DIRECTIONS: Count the rows of the records below that contain the string "line". Reply with the number only.

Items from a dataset
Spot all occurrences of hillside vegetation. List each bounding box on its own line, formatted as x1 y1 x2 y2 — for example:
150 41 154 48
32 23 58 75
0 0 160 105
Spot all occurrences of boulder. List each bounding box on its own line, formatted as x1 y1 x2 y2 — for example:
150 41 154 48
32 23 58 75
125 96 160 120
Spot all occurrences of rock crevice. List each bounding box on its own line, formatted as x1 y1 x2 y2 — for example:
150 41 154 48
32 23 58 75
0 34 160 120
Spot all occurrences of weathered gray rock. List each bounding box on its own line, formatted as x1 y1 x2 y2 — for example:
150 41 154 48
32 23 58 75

TASK SOLUTION: 4